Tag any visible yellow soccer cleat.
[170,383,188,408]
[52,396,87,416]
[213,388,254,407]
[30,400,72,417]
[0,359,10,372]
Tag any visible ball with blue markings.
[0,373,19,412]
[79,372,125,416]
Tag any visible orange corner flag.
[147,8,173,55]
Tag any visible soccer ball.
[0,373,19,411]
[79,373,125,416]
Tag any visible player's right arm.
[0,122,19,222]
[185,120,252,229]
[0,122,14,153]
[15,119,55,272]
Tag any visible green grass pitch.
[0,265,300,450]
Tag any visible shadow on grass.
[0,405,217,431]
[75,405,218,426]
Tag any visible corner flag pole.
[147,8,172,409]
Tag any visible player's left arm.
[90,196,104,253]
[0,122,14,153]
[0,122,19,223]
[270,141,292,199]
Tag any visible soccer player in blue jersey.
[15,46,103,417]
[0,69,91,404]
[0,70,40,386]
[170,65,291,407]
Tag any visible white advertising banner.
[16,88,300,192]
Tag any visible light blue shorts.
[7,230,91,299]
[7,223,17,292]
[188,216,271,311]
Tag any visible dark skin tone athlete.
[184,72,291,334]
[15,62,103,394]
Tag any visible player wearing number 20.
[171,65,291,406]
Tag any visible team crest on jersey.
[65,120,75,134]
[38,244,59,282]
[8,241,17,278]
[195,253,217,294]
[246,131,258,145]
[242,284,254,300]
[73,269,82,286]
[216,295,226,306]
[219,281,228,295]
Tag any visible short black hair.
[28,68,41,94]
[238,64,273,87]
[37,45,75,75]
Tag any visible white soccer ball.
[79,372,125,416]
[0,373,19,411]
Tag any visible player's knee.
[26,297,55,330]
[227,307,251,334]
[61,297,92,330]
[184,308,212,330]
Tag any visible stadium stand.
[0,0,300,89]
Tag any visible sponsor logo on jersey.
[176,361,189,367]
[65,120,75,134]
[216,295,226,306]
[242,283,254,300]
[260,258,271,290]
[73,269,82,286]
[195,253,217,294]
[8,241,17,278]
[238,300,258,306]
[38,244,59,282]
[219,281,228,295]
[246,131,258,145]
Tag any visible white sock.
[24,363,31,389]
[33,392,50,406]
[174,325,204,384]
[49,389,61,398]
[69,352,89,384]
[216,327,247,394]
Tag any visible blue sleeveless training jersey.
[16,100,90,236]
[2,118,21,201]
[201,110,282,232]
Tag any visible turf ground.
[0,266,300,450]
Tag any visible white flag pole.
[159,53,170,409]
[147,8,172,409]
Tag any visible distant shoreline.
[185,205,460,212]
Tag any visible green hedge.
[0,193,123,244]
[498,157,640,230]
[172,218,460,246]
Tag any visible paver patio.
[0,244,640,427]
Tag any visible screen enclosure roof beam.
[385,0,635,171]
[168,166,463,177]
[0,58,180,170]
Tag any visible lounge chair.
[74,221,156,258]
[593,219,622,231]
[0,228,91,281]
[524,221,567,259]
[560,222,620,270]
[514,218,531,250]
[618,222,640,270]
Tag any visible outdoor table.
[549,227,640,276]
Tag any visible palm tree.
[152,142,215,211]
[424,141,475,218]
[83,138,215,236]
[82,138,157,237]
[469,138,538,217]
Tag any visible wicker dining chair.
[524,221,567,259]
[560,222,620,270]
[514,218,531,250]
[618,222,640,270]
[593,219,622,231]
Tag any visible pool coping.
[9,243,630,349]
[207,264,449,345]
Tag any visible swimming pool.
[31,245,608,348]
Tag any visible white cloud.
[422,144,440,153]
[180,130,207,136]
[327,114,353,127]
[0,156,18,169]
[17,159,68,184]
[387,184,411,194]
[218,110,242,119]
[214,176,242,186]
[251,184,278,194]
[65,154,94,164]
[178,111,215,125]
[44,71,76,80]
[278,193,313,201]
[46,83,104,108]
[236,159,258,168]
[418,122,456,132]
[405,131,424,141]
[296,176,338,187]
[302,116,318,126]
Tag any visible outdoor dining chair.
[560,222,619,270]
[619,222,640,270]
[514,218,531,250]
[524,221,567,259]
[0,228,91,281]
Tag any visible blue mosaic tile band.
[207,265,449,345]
============================================================
__WRITTEN TASK__. Repeat the data precisely, reproducing every entry.

__ANSWER__.
Tag any visible yellow soccer cleat.
[170,383,188,408]
[52,396,87,416]
[213,388,254,407]
[30,400,72,417]
[0,359,10,372]
Tag any visible ball with blue markings.
[0,373,19,412]
[79,372,125,416]
Tag any visible orange corner flag.
[147,8,173,55]
Tag any visible soccer ball.
[0,373,19,411]
[79,373,125,416]
Tag any visible player's right arm.
[0,122,19,222]
[185,120,252,229]
[0,122,14,153]
[15,119,55,272]
Tag any visible green grass pitch.
[0,265,300,450]
Tag any visible shadow on grass.
[0,405,217,431]
[75,405,218,426]
Tag any visible corner flag pole.
[147,8,172,409]
Tag any visible player's left arm.
[90,196,104,253]
[0,122,14,153]
[0,122,19,223]
[270,141,292,199]
Tag any visible soccer player in blue jersey.
[15,46,103,417]
[0,69,91,404]
[0,70,40,386]
[170,65,291,407]
Tag any visible white advertising banner.
[16,88,300,192]
Tag any visible light blue shorts.
[7,230,91,299]
[7,223,17,292]
[188,216,271,311]
Tag any visible dark skin tone athlete.
[184,72,291,334]
[15,62,103,394]
Tag any visible player wearing number 20.
[171,65,291,406]
Tag any visible team crest on jersey.
[65,120,75,134]
[38,244,59,282]
[8,241,17,278]
[195,253,217,294]
[246,131,258,145]
[242,284,254,300]
[73,269,82,286]
[216,295,226,306]
[219,281,228,295]
Tag any visible short black hair.
[28,68,41,94]
[238,64,273,87]
[37,45,75,75]
Tag any visible white soccer ball.
[79,372,125,416]
[0,373,19,411]
Tag any visible player's knee.
[26,297,55,330]
[227,307,251,334]
[61,297,92,330]
[184,308,212,330]
Tag any visible stadium stand.
[0,0,300,89]
Tag any visible sponsor logo on jersey.
[176,361,189,367]
[65,120,75,134]
[216,295,226,306]
[242,283,254,300]
[260,258,271,290]
[73,269,82,286]
[195,253,217,294]
[8,241,17,278]
[238,300,258,306]
[38,244,59,282]
[219,281,228,295]
[246,131,258,145]
Tag any visible white sock.
[24,363,31,389]
[33,392,50,406]
[174,325,204,384]
[49,389,61,398]
[69,352,89,384]
[216,327,247,394]
Tag any visible blue sleeveless training jersey.
[16,100,90,236]
[2,118,21,201]
[201,110,282,232]
Tag any visible turf ground.
[0,266,300,450]
Tag any visible white flag pole.
[159,53,170,409]
[147,8,172,409]
Tag any visible distant shoreline.
[185,205,460,212]
Tag any visible green hedge.
[0,193,123,244]
[498,157,640,230]
[172,218,460,246]
Tag any visible paver patio.
[0,244,640,427]
Tag any visible screen enclosure roof beam.
[385,0,635,171]
[168,166,463,177]
[0,58,180,170]
Tag any visible lounge chair.
[74,221,156,258]
[593,219,622,231]
[0,228,91,281]
[524,221,567,259]
[560,222,620,270]
[514,218,531,250]
[618,222,640,270]
Tag any visible outdoor table.
[549,227,640,276]
Tag any visible palm tree.
[152,142,215,211]
[424,141,475,218]
[83,138,215,236]
[82,138,157,237]
[469,138,538,217]
Tag any visible wicker dining chair.
[524,221,567,259]
[560,222,620,270]
[514,218,531,250]
[618,222,640,270]
[593,219,622,231]
Tag any visible pool coping.
[9,243,630,349]
[207,264,449,345]
Tag any visible swimming pool.
[31,245,608,348]
Tag any visible white cloud.
[422,144,440,153]
[180,130,207,136]
[327,114,353,127]
[0,156,18,169]
[17,159,68,184]
[387,184,411,194]
[218,110,242,119]
[214,176,242,186]
[251,184,278,194]
[65,154,94,164]
[178,111,215,125]
[44,71,76,80]
[278,193,313,201]
[46,83,104,108]
[236,159,258,168]
[418,122,456,132]
[405,131,424,141]
[296,176,338,187]
[302,116,318,126]
Tag any visible outdoor dining chair.
[560,222,619,270]
[619,222,640,270]
[514,218,531,250]
[524,221,567,259]
[0,228,91,281]
Tag any visible blue mosaic tile band.
[207,265,449,345]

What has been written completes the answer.